▶ _Quoted passage_
◇ ◇ ◇ ◇ ◇ ◇ ◇

An important lesson from stock market history is that a sharp crash is followed, more often than not, by a sharp rebound. The stock market often overreacts both on the upside and the downside. During the euphoria of a bull market, valuations reach unsustainable levels leading to a sharp correction. The panic during a crash takes valuation to very low levels, which in turn, leads to buying triggering recovery. This pattern repeats. This has implications for investors.
Let’s take the history of recent market crashes and the rebounds from the crashes. During the tech bubble of 1996-2000, valuations reached unsustainable levels triggering a massive crash of 49 percent from the 2000 peak. The market consolidated for a while, and then, there was a sharp rebound of 140 percent in 9 months during 2003-04. One of the worst crashes in stock market history happened in 2008 during the Global Financial Crisis. The crash was a massive 65 percent. Then, from the lows of March 2009, there was an impressive rebound of 180 percent in 15 months. The crash of 40 percent following the outbreak of the pandemic in March 2020 was swift and huge. This was followed by a sharp rebound of 135 percent in 18 months.
What is the lesson from this trend? Stock market returns come in fits and starts. There will be periods of euphoric rise, sharp corrections, and consolidation. Big money is made not by buying at the peak of the bull market, but by systematically and patiently investing through a bear market. More importantly, superior returns are generated by a simple investment strategy: Investing in high-quality stocks that consistently generate superior cash flows. A smart investment strategy is like running a marathon; not like running a sprint. Timing the market is impossible. Spending time in the market is more important.
It appears that the sprint following the crash of March 2020 is over. This sprint, which took the Nifty from 7511 in March 2020 to 18604 in October 2021, generated 135 percent return in 19 months. This one-way rally has ended with an above 10 percent correction from the peak. Unsustainable valuations and relentless FII selling have put a cap to the upside now. Returns in 2022 are likely to be moderate. Therefore, the focus of investors should be two-fold: one, look for segments and stocks that can generate market-beating returns and two, invest patiently for the long-term. New variants of the virus and rising interest rates may pose challenges in 2022. Market corrections triggered by these challenges may turn out to be buying opportunities.
In 2022, prospects for IT, financials and construction-related segments look good. The valuations of financials, particularly that of leading banks, are attractive thanks to sustained FII selling. IT is in a multi-year up cycle triggered by accelerating digitization. IT valuations are high, but earnings visibility is very good. Low-interest rates are driving a boom in construction, which would benefit all construction-related stocks. Focus on high-quality stocks in these segments can generate market–beating returns in 2022. More importantly, look beyond 2022 and invest patiently for the long-term. Continue with SIPs. Put on your running shoes and start running the marathon.

◇ ◇ ◇ ◇ ◇ ◇ ◇

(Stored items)
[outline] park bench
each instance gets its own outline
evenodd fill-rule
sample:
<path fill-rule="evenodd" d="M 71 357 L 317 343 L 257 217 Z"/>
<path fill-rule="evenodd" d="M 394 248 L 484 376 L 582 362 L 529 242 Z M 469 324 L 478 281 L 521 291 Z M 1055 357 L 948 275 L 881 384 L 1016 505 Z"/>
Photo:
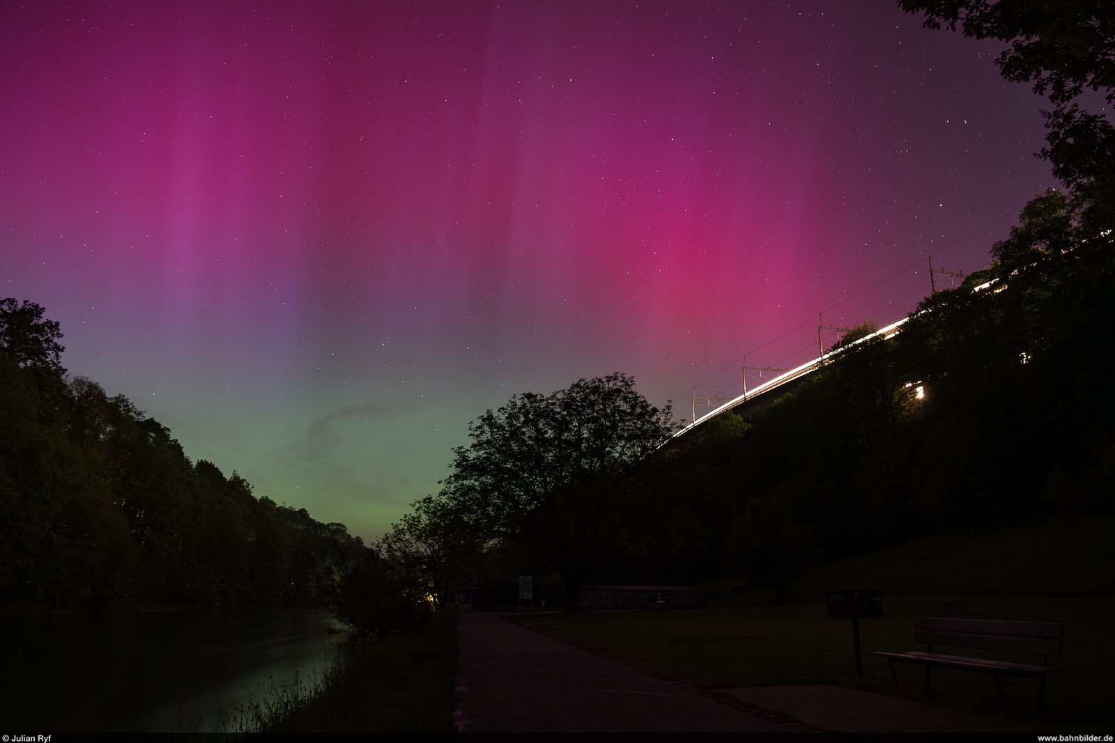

◇ ◇ ◇ ◇ ◇ ◇ ◇

▶ _Parts of the exercise_
1. Based on the article about stock market crashes and rebounds, decide whether each statement agrees with it: (a) the 2008 crash during the Global Financial Crisis was 65 percent; (b) the rally after March 2020 took the Nifty to 18604 in October 2021; (c) IT valuations are described as low. Answer yes or no for each and quote the words that decide it.
2. Transcribe the passage of the article about stock market crashes from "An important lesson" to "implications for investors.", with no changes.

▶ _Answers in order_
1.
(a) Yes: "The crash was a massive 65 percent."
(b) Yes: "This sprint, which took the Nifty from 7511 in March 2020 to 18604 in October 2021"
(c) No: "IT valuations are high, but earnings visibility is very good."

2.
An important lesson from stock market history is that a sharp crash is followed, more often than not, by a sharp rebound. The stock market often overreacts both on the upside and the downside. During the euphoria of a bull market, valuations reach unsustainable levels leading to a sharp correction. The panic during a crash takes valuation to very low levels, which in turn, leads to buying triggering recovery. This pattern repeats. This has implications for investors.